Problem description
If a line in the data below holds the word "concrete", include it in the count. Give only the final number.

==== Given information ====

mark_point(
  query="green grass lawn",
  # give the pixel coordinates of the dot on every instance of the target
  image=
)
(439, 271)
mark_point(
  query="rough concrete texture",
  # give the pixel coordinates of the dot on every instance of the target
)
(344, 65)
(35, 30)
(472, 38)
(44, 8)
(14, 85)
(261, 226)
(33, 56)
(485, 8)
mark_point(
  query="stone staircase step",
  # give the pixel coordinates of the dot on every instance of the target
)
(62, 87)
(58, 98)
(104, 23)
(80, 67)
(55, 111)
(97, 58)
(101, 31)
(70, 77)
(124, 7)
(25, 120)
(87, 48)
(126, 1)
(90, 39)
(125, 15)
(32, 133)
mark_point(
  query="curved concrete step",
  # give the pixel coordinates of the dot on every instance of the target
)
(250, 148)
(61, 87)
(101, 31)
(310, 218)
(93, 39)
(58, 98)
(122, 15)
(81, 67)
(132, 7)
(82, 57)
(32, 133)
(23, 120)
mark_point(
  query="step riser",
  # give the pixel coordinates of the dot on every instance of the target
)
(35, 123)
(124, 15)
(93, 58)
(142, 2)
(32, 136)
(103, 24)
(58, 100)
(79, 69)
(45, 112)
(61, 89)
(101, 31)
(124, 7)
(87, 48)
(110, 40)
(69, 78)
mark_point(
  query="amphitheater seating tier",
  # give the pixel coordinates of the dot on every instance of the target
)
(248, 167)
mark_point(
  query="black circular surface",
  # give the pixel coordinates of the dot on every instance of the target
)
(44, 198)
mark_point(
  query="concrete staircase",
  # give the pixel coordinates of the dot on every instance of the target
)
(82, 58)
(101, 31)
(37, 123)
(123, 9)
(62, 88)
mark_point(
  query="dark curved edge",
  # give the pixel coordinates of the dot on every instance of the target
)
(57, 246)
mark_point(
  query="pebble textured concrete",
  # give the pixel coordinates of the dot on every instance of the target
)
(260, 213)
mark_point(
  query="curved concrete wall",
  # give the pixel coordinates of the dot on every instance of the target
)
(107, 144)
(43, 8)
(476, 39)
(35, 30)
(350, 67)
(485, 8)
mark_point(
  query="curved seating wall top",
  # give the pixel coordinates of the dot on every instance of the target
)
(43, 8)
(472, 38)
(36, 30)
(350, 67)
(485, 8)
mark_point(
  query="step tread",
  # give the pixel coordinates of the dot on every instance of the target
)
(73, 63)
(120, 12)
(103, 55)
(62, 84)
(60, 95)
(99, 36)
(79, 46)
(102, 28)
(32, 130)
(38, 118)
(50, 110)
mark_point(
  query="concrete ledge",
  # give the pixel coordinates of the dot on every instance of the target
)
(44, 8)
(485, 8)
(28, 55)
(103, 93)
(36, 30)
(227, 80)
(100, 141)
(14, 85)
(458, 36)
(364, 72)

====

Exercise result
6